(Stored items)
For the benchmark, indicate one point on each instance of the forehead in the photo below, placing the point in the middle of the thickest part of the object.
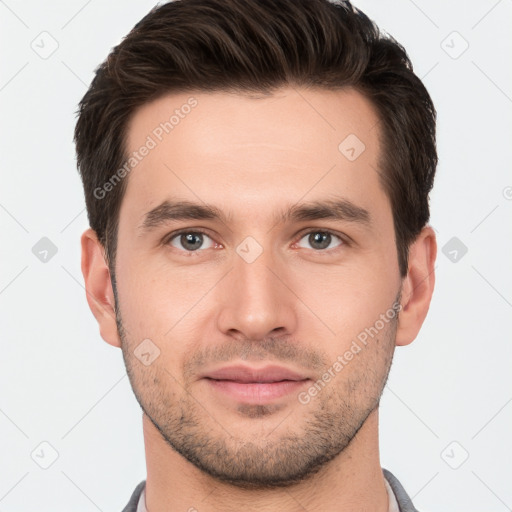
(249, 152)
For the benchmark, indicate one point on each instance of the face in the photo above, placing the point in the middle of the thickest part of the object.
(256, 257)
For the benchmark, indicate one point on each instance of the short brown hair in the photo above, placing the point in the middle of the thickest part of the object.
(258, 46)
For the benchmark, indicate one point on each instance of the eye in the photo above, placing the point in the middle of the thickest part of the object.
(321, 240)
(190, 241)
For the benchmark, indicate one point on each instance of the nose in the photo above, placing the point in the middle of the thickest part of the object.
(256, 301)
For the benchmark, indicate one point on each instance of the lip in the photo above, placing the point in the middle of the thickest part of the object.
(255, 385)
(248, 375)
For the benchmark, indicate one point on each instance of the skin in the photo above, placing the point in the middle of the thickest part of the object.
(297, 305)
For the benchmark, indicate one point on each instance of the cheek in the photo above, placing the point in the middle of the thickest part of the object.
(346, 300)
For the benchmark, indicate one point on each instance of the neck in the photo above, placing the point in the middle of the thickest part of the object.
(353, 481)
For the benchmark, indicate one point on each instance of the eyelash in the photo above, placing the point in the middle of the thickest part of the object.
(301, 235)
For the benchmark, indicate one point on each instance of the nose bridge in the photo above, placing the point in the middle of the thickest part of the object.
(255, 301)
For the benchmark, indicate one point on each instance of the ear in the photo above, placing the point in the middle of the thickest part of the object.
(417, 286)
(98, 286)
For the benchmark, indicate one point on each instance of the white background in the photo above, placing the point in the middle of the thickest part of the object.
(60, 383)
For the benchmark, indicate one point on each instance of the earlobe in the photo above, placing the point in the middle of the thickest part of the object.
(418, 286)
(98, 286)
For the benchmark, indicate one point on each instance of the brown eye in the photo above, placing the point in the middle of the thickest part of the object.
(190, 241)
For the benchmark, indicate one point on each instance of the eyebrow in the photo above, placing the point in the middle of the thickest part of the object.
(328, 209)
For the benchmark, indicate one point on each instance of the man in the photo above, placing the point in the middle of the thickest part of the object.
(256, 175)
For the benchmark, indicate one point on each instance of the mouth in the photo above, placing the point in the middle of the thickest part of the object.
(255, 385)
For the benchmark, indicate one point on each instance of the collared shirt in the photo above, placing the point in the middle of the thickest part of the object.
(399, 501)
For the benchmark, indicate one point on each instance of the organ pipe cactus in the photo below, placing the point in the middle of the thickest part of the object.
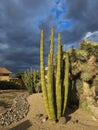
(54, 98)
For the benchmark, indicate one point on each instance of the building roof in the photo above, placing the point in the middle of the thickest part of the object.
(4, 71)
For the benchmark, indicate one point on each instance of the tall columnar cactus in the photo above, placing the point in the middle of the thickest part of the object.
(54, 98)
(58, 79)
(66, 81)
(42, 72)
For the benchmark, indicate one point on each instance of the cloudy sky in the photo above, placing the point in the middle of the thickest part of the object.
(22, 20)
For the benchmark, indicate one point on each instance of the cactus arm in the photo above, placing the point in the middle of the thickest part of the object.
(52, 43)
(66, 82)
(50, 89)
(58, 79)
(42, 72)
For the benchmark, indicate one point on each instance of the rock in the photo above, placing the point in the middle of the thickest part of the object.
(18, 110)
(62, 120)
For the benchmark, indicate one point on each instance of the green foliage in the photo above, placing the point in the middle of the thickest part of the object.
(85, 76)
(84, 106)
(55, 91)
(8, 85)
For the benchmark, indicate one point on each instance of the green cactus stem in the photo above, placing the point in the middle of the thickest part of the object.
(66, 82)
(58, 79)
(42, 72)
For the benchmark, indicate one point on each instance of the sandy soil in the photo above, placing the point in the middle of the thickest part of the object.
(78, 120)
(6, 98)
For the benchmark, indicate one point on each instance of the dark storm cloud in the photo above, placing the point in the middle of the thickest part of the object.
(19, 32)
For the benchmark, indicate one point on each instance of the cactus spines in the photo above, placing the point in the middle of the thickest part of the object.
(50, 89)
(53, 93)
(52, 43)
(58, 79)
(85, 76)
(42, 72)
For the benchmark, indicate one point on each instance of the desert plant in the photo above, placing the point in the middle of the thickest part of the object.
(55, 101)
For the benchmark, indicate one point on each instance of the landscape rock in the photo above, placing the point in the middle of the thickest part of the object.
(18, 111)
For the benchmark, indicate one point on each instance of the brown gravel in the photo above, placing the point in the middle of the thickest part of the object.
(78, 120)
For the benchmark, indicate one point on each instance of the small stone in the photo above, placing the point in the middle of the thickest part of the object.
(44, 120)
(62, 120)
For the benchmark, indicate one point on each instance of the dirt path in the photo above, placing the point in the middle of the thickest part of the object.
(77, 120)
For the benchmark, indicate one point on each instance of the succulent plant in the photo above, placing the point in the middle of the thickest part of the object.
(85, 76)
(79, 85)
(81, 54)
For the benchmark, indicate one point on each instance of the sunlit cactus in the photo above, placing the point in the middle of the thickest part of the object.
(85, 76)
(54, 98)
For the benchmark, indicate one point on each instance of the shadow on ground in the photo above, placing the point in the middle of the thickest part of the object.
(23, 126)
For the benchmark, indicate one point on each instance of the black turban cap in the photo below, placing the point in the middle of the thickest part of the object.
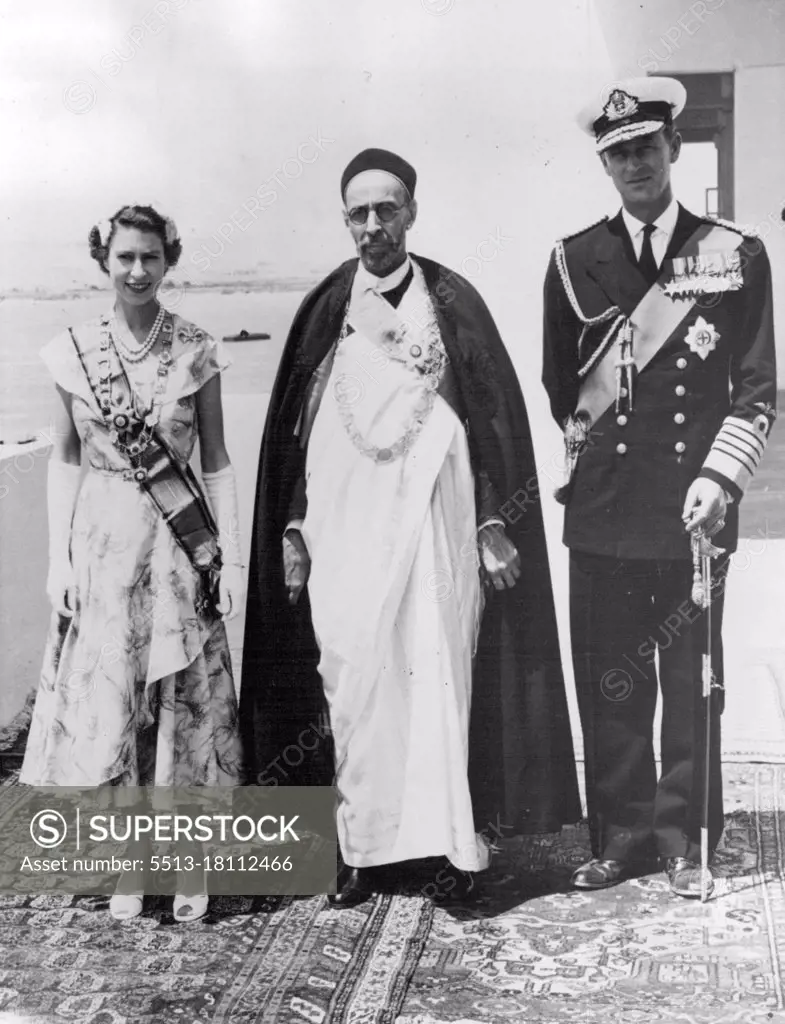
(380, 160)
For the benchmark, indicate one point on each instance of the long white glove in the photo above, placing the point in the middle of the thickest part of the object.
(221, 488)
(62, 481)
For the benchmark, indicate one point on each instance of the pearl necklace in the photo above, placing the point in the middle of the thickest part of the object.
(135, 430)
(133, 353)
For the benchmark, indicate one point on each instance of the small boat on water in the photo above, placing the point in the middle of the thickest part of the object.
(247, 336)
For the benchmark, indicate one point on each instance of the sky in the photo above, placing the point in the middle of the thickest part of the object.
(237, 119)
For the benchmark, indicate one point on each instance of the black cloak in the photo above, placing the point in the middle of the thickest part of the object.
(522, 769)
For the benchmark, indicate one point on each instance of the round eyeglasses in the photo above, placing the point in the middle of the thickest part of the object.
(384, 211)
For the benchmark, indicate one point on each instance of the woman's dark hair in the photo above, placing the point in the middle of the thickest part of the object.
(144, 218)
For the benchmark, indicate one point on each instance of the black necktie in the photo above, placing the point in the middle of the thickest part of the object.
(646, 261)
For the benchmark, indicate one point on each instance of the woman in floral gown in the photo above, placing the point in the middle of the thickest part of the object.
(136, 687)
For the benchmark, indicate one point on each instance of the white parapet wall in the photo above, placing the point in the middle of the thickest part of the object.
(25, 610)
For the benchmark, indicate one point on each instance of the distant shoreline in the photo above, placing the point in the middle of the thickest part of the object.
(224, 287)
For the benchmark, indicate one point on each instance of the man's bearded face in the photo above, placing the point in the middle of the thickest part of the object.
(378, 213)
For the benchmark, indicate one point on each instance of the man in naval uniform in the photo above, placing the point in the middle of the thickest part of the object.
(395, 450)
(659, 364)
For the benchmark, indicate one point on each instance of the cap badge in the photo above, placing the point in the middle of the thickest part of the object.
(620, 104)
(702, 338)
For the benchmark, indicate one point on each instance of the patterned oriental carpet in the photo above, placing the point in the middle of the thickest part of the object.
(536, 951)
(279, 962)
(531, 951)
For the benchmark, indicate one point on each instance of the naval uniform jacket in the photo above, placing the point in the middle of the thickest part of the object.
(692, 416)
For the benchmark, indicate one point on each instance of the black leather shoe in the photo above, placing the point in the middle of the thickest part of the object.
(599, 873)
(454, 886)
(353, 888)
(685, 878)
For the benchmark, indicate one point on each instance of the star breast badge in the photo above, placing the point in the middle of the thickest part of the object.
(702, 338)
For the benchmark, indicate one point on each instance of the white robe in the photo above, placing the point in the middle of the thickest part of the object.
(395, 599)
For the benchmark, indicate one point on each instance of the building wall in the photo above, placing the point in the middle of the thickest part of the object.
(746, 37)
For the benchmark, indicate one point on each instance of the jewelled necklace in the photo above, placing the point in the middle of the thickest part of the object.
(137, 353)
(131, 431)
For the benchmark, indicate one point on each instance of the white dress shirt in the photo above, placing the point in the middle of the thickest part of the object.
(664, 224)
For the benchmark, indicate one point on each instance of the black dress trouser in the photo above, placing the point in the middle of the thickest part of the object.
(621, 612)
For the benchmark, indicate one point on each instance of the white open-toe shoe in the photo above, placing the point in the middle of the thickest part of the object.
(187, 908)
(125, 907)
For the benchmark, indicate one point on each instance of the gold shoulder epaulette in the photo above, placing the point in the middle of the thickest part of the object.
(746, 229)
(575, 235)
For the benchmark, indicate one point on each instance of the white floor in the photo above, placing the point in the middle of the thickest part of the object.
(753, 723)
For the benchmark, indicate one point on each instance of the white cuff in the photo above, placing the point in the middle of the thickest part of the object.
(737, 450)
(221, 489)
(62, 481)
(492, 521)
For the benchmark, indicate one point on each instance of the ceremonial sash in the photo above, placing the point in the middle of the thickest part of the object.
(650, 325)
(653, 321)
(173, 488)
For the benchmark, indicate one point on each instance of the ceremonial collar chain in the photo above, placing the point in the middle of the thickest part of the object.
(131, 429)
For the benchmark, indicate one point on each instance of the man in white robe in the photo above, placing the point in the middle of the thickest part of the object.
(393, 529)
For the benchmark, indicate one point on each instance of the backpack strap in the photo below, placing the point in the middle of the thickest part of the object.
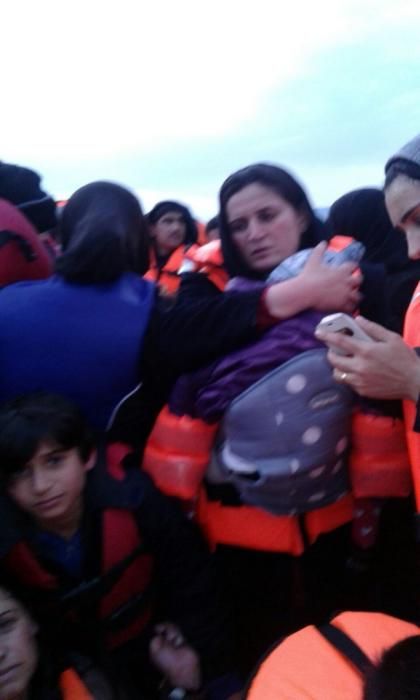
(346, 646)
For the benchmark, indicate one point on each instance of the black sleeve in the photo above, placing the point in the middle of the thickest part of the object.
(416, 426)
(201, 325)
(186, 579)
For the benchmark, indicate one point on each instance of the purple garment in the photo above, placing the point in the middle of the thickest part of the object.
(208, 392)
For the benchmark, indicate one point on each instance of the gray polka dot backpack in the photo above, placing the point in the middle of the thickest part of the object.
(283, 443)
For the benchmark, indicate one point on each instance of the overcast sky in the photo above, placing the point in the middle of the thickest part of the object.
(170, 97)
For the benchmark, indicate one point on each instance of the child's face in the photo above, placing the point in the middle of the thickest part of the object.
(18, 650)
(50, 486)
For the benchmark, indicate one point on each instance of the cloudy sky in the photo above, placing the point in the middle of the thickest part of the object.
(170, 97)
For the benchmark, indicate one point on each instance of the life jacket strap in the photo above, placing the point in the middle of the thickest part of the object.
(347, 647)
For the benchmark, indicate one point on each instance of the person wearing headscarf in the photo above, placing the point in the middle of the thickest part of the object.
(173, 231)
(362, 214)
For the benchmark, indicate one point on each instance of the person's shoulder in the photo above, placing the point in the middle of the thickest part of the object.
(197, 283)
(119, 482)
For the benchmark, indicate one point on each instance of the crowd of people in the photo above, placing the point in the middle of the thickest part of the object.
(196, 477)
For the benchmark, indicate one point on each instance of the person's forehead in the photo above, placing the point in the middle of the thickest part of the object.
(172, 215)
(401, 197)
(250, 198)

What you are asked to do
Scale everything from the line containing "of the child's" down to the last line of the rows above, both ends included, and write it out again with the requests. Multiply each point coordinate in the answers by 0.5 and round it to a whole number, with halves rounded up.

Exercise solution
For the benchmark, indicate one point on each instance of the child's face in the photo above, placing the point in the middle of the thickest part of the object.
(9, 325)
(25, 243)
For the benchmark, indicate one point on each instance of the cloudy sky in the photo above, placing the point in the middle of the thickest part of the object.
(85, 49)
For the benchmark, indicate one point on each instance of the life jacket strap in the photo above, placing the point in the middle of the thickest part of the object.
(174, 324)
For the benchmark, indicate one point on each instance of the person wearing headscarf in the photo above, placing the point in the middle of the thickest part of the object.
(87, 116)
(181, 107)
For the benchmark, indicate one point on each instance of the person's shoulder in the photo above, placing the point in the middle of the thickest part of the object.
(99, 142)
(60, 241)
For the benchmark, indicate one point on each instance of the crowd of people in the photo above, placing the point in the middle of the thickest part of the object.
(98, 239)
For the benchmark, indicate one point on each instance of the person's forehead in the photo above, placing the point in the middle of the thickest part of the object.
(86, 108)
(201, 99)
(125, 99)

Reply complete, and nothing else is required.